# [Data entries]
------------------------------------------------------------------------

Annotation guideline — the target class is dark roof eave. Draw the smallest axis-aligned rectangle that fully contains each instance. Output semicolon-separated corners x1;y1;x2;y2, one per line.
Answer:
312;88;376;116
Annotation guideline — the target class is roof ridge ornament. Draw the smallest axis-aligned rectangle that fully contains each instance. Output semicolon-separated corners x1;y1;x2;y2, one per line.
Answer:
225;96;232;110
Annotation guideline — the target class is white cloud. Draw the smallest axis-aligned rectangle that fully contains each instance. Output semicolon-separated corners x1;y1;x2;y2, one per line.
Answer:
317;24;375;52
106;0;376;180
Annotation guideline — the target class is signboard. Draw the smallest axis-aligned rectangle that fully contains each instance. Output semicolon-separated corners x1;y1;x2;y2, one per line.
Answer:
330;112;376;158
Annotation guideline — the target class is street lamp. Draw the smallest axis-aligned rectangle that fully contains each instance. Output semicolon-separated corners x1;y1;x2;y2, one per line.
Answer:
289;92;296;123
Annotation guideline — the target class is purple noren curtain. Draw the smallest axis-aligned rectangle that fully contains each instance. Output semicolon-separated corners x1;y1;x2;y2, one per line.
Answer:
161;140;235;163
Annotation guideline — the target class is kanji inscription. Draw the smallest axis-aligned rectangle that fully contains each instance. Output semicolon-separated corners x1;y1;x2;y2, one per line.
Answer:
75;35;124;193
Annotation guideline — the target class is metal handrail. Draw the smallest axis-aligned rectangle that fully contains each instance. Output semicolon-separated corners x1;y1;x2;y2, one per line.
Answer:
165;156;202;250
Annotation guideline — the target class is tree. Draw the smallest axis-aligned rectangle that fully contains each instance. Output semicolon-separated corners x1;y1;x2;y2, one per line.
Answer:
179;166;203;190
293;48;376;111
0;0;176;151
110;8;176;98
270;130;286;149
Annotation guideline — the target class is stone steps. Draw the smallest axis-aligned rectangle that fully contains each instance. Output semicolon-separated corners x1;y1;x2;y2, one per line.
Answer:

------------------------------------------------------------------------

# [Written instruction]
Rewrite the stretch from the line containing "Annotation guideline — the target class is metal" through the end of the records, replacing "smallest" with "tightest" and leaving everything else unchanged.

# [Finished exercise]
Annotation guideline — the target class is metal handrail. Draw the tightest axis-aligned rectangle that fully contains each instance. Output semicolon-separated corners x1;y1;x2;y2, one per line.
Answer:
165;156;202;250
Annotation guideline — the target class is tree. Draw the tightest axis-aligned rectangle that fully contains each instance. Output semicolon-separated corners x1;y1;x2;y2, one per line.
Answer:
179;166;203;190
293;48;376;111
0;0;176;151
110;8;176;98
270;130;286;149
Annotation guideline — the target class is stone steps. Draw the tightest axis-aligned rectangle that fully contains each instance. Output semicolon-separated corners x1;y1;x2;y2, one per line.
Answer:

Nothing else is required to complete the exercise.